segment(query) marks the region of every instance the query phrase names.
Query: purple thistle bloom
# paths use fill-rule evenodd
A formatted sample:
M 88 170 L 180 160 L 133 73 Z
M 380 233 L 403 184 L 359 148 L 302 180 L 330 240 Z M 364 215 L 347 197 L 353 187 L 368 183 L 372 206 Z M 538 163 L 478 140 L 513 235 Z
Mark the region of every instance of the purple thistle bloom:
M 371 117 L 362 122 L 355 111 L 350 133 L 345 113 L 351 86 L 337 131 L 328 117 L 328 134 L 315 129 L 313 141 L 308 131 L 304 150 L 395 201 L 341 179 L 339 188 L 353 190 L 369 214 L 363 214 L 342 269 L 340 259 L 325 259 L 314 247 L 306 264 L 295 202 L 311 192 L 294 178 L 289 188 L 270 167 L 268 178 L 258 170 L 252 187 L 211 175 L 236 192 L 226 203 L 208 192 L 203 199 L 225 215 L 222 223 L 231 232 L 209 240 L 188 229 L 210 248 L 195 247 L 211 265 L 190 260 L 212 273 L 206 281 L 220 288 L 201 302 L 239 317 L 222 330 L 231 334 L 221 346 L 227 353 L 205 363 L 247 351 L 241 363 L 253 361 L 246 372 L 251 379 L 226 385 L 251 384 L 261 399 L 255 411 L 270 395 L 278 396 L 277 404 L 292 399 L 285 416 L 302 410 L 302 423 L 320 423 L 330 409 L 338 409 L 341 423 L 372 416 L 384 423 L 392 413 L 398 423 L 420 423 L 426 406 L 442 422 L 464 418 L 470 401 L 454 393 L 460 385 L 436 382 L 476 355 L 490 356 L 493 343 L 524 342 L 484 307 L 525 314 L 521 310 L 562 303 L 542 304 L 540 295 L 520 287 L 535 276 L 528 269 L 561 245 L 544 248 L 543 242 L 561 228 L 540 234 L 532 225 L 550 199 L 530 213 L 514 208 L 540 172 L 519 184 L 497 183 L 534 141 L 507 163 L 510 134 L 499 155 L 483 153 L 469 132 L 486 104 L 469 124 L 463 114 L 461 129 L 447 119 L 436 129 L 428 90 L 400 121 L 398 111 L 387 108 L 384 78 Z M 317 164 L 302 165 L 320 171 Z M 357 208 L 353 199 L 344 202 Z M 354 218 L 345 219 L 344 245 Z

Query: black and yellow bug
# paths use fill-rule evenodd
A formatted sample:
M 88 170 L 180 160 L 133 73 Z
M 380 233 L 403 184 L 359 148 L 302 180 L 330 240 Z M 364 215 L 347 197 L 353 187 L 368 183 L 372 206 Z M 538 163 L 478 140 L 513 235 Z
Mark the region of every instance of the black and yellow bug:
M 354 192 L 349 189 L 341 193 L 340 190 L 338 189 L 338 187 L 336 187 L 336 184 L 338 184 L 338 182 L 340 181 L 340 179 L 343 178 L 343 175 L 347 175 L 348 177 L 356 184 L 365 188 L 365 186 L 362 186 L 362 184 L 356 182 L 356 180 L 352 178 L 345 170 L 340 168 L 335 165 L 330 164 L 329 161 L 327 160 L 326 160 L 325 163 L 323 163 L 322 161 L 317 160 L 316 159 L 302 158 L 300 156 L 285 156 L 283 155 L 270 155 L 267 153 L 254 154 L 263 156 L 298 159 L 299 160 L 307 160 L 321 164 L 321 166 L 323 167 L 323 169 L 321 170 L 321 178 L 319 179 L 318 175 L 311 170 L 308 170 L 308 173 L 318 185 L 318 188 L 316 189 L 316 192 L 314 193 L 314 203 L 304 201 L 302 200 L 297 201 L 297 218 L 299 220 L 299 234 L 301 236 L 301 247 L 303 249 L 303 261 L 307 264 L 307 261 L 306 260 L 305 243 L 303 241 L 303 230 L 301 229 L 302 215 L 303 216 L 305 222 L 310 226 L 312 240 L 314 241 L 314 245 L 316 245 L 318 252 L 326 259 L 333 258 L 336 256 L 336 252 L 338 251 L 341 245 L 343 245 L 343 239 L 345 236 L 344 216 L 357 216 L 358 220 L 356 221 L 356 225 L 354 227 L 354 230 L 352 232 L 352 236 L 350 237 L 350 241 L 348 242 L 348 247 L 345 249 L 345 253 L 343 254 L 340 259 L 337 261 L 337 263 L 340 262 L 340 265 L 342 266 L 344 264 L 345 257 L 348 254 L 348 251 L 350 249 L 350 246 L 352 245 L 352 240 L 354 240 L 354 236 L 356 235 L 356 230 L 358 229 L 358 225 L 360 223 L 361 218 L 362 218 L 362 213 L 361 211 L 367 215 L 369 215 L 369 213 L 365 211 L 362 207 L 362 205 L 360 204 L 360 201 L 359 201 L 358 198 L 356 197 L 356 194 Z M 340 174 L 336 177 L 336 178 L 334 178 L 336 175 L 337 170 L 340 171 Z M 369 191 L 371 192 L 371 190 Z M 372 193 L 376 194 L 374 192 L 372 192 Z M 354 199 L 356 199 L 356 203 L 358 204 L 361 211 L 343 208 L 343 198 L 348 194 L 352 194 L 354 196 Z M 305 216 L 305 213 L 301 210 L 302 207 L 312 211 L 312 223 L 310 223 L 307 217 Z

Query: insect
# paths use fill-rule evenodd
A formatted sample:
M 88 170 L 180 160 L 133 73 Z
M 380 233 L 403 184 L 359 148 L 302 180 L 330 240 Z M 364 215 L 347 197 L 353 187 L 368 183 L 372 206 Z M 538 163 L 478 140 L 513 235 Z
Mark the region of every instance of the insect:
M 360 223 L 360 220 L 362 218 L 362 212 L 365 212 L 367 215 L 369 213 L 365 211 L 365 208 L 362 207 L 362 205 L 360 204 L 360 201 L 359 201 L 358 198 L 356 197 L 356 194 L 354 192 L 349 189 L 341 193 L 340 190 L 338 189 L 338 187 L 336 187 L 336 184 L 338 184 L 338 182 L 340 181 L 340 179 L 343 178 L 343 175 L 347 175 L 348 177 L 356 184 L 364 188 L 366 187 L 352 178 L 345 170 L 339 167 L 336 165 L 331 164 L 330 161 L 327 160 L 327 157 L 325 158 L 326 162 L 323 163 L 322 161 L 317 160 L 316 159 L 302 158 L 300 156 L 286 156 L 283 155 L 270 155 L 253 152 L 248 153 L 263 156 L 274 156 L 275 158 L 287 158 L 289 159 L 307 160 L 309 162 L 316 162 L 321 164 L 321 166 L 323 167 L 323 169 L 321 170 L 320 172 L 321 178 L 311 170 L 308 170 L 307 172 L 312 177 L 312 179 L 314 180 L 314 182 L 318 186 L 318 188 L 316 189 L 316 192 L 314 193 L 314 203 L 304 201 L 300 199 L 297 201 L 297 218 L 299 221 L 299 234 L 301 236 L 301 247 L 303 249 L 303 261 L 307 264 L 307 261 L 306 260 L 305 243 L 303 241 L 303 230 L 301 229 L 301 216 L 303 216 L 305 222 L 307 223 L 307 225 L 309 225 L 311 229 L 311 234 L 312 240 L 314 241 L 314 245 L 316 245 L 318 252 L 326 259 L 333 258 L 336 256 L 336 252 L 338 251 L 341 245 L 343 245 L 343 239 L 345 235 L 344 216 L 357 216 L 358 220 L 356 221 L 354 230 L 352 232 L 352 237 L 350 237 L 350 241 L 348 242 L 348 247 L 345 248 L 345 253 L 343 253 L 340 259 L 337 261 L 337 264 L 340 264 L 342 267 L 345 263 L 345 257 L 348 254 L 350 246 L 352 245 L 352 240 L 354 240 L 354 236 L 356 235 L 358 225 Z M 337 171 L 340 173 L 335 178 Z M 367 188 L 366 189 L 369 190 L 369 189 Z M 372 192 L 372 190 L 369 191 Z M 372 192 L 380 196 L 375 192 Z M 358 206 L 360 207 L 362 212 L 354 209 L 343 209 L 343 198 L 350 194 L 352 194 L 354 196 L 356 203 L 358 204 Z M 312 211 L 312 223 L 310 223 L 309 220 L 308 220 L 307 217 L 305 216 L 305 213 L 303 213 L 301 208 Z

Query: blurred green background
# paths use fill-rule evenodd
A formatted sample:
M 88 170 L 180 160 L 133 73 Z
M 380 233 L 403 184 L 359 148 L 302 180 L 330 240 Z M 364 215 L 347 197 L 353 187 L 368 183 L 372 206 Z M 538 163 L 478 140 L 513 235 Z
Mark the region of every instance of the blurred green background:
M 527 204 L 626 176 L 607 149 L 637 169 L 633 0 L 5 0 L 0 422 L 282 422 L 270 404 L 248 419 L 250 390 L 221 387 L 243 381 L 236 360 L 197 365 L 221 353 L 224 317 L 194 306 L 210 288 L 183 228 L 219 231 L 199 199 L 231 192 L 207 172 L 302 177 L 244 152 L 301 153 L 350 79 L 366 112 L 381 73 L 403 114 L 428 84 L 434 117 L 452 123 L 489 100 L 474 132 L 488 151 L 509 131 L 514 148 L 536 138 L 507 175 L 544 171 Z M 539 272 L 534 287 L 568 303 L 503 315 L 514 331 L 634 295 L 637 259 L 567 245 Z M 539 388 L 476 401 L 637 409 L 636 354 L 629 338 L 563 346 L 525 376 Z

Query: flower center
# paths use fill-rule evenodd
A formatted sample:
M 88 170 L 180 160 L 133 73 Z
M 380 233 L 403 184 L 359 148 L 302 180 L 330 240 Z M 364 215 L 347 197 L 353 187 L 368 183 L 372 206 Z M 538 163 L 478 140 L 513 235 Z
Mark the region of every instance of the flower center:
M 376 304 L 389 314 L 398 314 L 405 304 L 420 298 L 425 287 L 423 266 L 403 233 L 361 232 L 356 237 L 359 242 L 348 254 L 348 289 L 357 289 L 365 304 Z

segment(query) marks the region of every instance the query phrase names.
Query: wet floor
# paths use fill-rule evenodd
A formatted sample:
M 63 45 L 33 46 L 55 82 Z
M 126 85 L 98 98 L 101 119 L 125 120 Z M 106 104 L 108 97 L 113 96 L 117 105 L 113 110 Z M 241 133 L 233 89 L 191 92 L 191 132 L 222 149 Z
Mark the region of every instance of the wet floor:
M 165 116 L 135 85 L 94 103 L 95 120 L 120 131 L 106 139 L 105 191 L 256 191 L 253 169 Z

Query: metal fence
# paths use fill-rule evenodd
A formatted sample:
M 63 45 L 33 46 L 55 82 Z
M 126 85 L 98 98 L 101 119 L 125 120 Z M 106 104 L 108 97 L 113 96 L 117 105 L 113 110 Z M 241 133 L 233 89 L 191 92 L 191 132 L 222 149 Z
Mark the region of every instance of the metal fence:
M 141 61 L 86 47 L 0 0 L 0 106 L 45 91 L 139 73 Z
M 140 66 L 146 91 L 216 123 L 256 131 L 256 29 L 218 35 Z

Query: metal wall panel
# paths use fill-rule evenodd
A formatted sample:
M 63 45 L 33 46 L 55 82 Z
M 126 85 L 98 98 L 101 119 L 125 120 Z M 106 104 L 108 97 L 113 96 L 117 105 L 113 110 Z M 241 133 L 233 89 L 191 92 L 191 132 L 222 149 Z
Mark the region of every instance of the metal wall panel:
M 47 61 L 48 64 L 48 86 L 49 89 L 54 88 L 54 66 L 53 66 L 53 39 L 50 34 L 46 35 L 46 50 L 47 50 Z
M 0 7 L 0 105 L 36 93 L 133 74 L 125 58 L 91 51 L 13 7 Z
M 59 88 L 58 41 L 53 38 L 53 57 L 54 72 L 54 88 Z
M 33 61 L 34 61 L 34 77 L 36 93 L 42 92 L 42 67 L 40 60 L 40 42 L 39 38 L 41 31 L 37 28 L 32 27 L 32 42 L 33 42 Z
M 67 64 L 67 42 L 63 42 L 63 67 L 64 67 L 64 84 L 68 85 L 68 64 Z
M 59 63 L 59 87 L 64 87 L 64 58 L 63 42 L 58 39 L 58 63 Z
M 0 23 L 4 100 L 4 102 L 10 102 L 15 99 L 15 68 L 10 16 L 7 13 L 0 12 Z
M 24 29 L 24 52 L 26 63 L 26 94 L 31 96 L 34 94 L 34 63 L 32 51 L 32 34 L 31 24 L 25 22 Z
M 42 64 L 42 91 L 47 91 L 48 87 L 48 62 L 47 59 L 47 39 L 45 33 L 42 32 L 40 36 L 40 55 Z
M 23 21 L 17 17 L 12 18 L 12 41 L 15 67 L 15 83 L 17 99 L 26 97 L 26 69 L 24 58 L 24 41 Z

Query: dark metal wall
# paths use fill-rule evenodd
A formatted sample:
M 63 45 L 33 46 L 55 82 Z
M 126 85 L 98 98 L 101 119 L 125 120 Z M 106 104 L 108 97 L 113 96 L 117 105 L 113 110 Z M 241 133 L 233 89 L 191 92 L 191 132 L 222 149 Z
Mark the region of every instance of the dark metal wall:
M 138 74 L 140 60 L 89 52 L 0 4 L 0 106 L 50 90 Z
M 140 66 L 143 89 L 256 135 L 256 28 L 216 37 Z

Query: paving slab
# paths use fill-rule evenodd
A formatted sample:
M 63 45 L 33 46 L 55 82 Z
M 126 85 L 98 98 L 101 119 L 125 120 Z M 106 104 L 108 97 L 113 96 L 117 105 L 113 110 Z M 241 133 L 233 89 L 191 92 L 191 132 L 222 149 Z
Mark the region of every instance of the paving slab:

━━━━━━━━━━━━━━━━

**Instruction**.
Update the lines from the one containing "Query: dark metal wall" through the end of the records by replacing "formatted sample" with "reference sample" and changing nothing else. Return only those lines.

**Result**.
Query: dark metal wall
# paths use fill-rule evenodd
A reference sample:
M 63 45 L 33 46 L 55 82 Z
M 126 85 L 98 98 L 101 119 L 125 120 Z M 106 104 L 108 97 L 113 96 L 117 105 L 113 110 Z M 241 133 L 233 89 L 191 92 L 191 132 L 222 149 Z
Mark the region of every instance of the dark metal wall:
M 138 74 L 140 60 L 89 52 L 0 4 L 0 106 L 50 90 Z
M 140 66 L 143 89 L 256 135 L 256 28 L 216 37 Z

Query: paving slab
# paths use fill-rule evenodd
A reference sample:
M 63 45 L 33 46 L 55 82 Z
M 126 85 L 98 98 L 101 119 L 125 120 Z M 106 104 L 108 97 L 113 96 L 117 105 L 113 110 Z M 241 133 L 233 89 L 191 92 L 191 132 L 222 149 Z
Mark the region of every instance of the paving slab:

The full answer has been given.